## READING TEXT
What’s our marketing message going to be? It’s a question faced by every marketer when they contemplate how they’ll attract custom.

The first step is to recognise the tools at your disposal:

  • your knowledge of your target audience’s hopes, dreams, desires and emotions; and
  • your knowledge of your product.

Your marketing message connects the two. Here’s a 3 step process to follow to get to your marketing message.

STEP 1:  Identify what the most powerful desire is that can be applied to your product.

Every product appeals to two or three of these ‘desire types’:

Desire type 1 example:  arthritis pains versus a hangover head-ache.

  • urgency
  • intensity
  • demand that needs satisfying

Desire type 2 example:  real discomfort from hunger versus a craving for gourmet foods.

  • staying power
  • degree of repetition
  • inability to become satiated

Desire type 3 example:  spending £50 to add a gizmo that saves petrol consumption versus spending the same amount on one that merely prevents future repair bills.

  • scope

Every product appeals to two, three or four of these desire types, but ONLY ONE can predominate. You can fit only one in your headline. Only one will generate the best results for your campaign from your marketing message when it runs.

Your choice among these desire types is the most important step you will take when crafting your marketing message.

Choose the desire that will give you the most power across the three desire types. What is your product’s single most overwhelming desire that will reach right into the hearts and minds of your target audience? After all, these people are actively seeking to satisfy this desire at this very moment and so your duty is to focus on delivering it.

STEP 2:  Acknowledge that desire, re-inforce it and (potentially) solve it in a single statement within the headline of your marketing message.

The headline is the bridge between your prospect and your product.

  • If your prospect is aware of your product AND realises it can satisfy his desire, start your headline with the product.
  • If he is not aware of your product, but only of the desire itself, start your headline with the desire.
  • or, If he isn’t aware of what he really seeks, but is concerned only with a general problem, start the headline with that problem and crystallise it into a specific need.

Your headline doesn’t actually have to mention your product, it just needs to create that connection to the desire, justifying and intensifying it.

STEP 3:  Take the series of performances built into your product and show how these product performances inevitably satisfy that desire.

Every product has a physical element and a functional element. The former is how it is made, put together, shaped. The latter is the product in action, the benefits that a customer gets from consuming your product.

## SUPPLIED RECORDS

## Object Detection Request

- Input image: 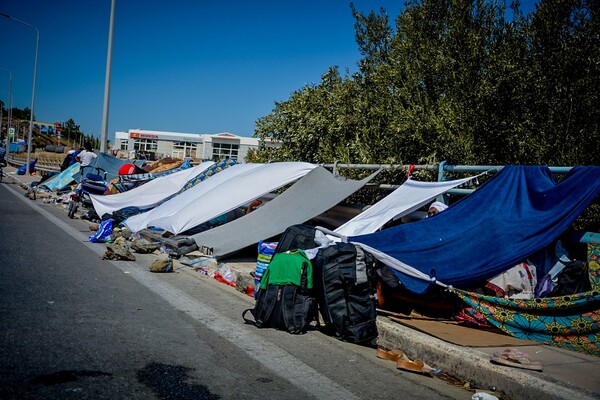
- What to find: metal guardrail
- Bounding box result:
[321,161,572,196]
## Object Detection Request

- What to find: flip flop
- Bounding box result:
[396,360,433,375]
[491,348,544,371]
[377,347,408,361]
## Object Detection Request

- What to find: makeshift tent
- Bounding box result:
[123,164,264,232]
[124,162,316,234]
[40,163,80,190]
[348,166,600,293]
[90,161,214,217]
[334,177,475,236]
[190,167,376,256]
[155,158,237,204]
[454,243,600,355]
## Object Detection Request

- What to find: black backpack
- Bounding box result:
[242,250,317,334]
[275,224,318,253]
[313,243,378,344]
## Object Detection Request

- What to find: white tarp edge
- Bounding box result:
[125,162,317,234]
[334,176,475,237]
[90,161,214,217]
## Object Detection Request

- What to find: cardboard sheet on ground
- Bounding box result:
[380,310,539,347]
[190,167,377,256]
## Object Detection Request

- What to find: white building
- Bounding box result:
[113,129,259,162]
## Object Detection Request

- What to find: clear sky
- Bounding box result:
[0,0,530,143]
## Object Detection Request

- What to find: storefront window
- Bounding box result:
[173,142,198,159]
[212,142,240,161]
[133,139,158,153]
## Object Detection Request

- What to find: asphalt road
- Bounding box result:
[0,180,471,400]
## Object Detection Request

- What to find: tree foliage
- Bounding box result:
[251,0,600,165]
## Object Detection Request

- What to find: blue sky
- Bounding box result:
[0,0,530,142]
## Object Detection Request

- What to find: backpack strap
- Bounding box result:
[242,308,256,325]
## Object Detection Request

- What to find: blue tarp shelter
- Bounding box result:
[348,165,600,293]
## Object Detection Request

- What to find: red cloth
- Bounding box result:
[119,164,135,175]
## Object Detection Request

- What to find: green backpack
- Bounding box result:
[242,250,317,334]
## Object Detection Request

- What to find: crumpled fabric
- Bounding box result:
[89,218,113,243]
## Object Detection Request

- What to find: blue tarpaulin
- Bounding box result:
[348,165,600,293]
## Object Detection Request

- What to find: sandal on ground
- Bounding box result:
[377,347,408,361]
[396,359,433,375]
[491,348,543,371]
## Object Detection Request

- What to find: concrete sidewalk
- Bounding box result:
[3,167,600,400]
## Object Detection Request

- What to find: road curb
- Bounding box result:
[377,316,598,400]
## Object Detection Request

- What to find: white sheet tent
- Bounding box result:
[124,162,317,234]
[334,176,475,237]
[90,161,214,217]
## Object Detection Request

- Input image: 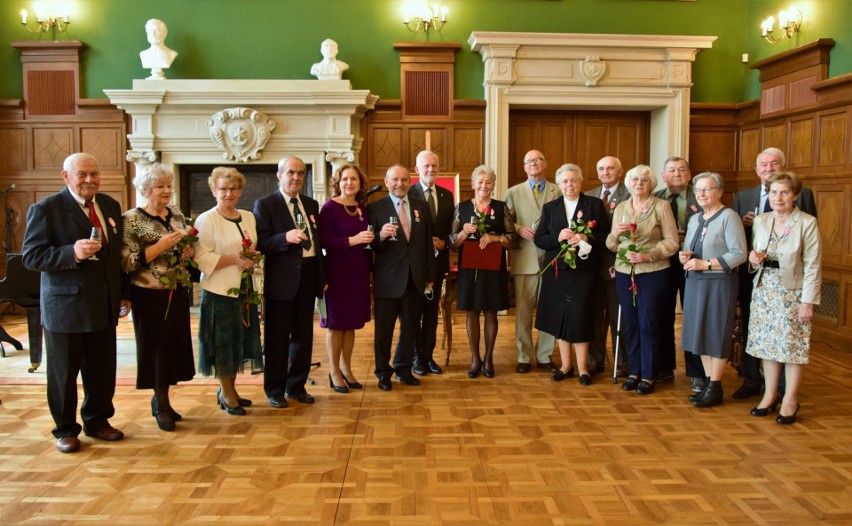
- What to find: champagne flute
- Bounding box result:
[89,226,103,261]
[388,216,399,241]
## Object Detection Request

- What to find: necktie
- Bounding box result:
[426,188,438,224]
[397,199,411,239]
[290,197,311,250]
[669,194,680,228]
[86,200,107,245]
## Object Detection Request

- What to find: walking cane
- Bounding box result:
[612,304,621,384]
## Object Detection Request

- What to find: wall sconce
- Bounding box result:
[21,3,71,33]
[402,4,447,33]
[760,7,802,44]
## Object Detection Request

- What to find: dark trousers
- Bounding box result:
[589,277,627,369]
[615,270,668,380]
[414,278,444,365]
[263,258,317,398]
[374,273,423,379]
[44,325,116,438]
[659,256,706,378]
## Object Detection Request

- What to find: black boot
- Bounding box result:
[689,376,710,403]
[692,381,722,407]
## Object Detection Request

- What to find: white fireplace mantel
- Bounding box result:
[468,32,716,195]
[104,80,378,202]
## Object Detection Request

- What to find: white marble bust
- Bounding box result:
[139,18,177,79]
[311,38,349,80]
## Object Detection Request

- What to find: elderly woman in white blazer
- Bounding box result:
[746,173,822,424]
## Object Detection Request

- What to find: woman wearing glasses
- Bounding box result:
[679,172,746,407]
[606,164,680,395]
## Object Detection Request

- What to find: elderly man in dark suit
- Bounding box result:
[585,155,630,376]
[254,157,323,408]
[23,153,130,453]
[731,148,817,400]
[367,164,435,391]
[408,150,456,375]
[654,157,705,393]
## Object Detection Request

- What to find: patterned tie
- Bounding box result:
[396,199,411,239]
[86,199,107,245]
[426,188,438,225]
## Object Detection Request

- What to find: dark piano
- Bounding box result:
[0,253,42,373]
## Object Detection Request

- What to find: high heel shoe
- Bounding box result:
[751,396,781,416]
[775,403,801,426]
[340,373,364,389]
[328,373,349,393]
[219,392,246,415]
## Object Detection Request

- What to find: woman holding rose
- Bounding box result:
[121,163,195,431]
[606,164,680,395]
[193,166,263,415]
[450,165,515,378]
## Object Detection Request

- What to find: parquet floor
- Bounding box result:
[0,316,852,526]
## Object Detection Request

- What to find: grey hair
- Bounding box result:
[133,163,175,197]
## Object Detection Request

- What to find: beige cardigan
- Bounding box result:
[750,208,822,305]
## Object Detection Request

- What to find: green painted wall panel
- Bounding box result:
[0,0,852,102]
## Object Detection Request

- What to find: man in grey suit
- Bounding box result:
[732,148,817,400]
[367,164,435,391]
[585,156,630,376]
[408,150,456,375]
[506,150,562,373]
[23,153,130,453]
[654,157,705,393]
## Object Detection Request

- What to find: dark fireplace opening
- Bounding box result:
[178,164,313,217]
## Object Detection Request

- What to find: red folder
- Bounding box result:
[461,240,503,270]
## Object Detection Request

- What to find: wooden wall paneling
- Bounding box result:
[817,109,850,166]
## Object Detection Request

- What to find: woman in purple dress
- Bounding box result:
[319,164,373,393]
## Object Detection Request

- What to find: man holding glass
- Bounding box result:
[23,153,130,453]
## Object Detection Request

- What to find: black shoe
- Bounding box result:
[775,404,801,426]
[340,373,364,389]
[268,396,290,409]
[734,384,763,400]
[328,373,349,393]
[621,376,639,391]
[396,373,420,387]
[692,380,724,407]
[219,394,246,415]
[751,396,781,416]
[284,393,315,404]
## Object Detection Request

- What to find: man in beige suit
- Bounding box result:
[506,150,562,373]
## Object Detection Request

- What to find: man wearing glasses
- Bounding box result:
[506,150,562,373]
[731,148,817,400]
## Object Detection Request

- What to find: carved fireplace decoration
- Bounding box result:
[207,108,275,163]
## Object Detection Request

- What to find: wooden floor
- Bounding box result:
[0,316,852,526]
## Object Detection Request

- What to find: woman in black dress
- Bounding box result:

## THINGS TO DO
- a) Answer these about the marketing message text above the listing, one line each:
(i) Which two tools does the marketer have at their disposal?
(ii) How many desire types can predominate in a marketing message?
(iii) What should the headline start with when the prospect knows the desire but not the product?
- b) Extend the marketing message text, starting right after its final sentence.

## SOLVED TASKS
- a)
(i) Knowledge of the target audience's hopes, dreams, desires and emotions, and knowledge of the product.
(ii) Only one.
(iii) The desire.

- b)
The physical product does NOT sell. It has value only because it does things for people. So the important part of your product is WHAT IT DOES. Yes, the physical composition can help you justify or reinforce the primary performance that you promise your prospect:

  • by justifying price – higher quality materials, higher price.
  • documenting quality – a strong shell of a car, makes your safety claims more credible.
  • assuring performance will continue – quality LED lights will last for 10+ years without change.
  • sharpening the prospects mental picture of performance – with the new Apple X you’re getting a larger screen in a smaller package.
  • giving your product a fresh new basis of believability – like Biki, the drone that swims under water with a 4k camera!

However, it is the performance of your product and how it satisfies the desire of your target market that counts.

Study your product.

List the number of different performance it contains and group these against the desire types that they satisfy. Then feature ONE performance that will harness the greatest sales power of your product right now.

Example of a car’s performances:

  • transportation – gets him, family, luggage from a to b.
  • dependability – freedom from breakdowns, repair bills, etc
  • economy – miles per gallon, lower car tax, insurance.
  • power – getting away from the lights or the annoying dick tailgating you.
  • recognition – status of owning the first electric car in your neighbourhood.
  • value – trade in value
  • novelty – gadgets in the car, wifi, etc, etc

Remember, your marketing message can feature ONLY ONE of these performances. So pick the best. Your target is not waiting for your ad, he is pre-occupied, so what will cut through?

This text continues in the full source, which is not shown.